[Reading passage]

After more than a decade of experimenting with GIS, the BMA now realises that GIS is an effective tool for planning and managing urban infrastructure and utility systems. However, the vision to develop and maintain a large common digital base map within the BMA has not been realised after nearly a decade of struggle. It is recognised as costly and administratively complicated. This has been an important lesson.

An alternative approach which some BMA officials believe has the best chance of success is the development of application oriented GIS to deal with specific issues and areas of concern. Using this approach the benefits of the use of GIS can be seen without waiting for a common base map to be established. A suitable purpose built data base can be completed more quickly than a comprehensive or multi-purpose data base. The GIS application for these individual projects may be relatively simple but may provide major benefits. For example the Ministry of Industry in Thailand found a digital terrain model showing locations of BOD loads useful to help locate waste water treatment plants (Suwarnarat et al, 1994).

The success of these small strategic applications can help establish the value of GIS in developing countries. For an organisation such as the BMA, the BLIS experience suggests such a strategic application oriented strategy is more relevant than the system-wide oriented strategy pursued in the BLIS project. This is certainly not the ideal but it is the reality. It is recognised in the context of developing countries that it is very important that the benefit and cost curves of the GIS development graph meet quickly and this can usually only be achieved through short term benefits.

To highlight the application oriented approach some examples of the use of GIS in strategic management in Bangkok are presented in the following section.

[Collection entries]

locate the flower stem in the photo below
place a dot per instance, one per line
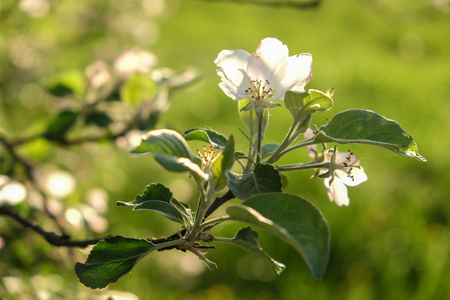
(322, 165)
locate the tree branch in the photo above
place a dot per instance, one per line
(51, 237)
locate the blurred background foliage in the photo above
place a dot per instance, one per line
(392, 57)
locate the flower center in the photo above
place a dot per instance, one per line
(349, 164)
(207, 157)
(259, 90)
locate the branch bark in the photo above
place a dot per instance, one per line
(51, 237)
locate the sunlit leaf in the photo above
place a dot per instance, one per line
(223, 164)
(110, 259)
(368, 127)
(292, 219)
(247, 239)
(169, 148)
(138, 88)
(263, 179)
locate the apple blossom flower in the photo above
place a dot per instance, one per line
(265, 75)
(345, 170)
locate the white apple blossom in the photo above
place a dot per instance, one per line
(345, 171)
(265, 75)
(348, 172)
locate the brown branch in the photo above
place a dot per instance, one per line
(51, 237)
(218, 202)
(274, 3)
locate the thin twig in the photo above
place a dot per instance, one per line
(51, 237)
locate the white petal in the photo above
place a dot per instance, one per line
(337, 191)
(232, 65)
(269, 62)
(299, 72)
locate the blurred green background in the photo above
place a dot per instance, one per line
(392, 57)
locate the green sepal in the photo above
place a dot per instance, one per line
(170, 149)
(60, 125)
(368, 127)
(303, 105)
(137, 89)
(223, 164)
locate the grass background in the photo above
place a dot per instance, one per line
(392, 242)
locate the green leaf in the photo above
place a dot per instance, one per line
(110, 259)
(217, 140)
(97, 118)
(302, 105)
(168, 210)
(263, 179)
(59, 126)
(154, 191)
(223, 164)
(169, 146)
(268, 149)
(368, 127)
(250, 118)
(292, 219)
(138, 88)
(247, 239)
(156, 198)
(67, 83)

* * *

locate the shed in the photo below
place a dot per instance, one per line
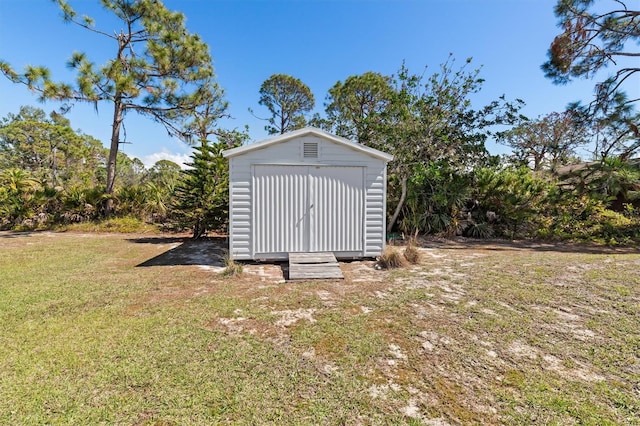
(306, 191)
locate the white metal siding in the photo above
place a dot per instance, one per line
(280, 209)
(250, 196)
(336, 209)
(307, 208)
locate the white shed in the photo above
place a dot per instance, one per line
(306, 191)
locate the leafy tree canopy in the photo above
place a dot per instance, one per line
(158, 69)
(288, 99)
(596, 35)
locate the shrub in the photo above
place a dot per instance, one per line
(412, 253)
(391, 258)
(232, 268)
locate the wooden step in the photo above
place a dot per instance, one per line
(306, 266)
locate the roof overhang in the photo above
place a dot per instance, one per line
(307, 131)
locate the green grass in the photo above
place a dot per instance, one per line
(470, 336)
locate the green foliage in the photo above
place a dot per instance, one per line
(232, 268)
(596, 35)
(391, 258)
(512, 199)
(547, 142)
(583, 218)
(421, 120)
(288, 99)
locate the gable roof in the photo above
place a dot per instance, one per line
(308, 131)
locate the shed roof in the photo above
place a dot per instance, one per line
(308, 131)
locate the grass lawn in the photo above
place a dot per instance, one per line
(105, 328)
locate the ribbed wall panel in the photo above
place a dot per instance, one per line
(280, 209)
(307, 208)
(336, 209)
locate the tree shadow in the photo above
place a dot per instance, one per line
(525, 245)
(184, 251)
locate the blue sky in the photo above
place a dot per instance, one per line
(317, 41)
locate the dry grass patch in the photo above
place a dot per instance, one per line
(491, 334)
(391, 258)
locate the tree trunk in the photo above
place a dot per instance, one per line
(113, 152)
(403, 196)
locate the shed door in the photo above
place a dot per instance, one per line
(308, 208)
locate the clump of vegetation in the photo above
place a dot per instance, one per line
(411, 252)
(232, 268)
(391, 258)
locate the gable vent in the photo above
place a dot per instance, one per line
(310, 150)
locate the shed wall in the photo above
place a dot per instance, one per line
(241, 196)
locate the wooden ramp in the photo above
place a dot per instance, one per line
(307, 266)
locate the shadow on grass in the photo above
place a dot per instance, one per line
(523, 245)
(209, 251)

[Your task]
Reproduce word for word everything in the passage on GIS in Bangkok from "An alternative approach" down to "et al, 1994).". The entries were taken from a different source than the passage on GIS in Bangkok.

[Completed task]
An alternative approach which some BMA officials believe has the best chance of success is the development of application oriented GIS to deal with specific issues and areas of concern. Using this approach the benefits of the use of GIS can be seen without waiting for a common base map to be established. A suitable purpose built data base can be completed more quickly than a comprehensive or multi-purpose data base. The GIS application for these individual projects may be relatively simple but may provide major benefits. For example the Ministry of Industry in Thailand found a digital terrain model showing locations of BOD loads useful to help locate waste water treatment plants (Suwarnarat et al, 1994).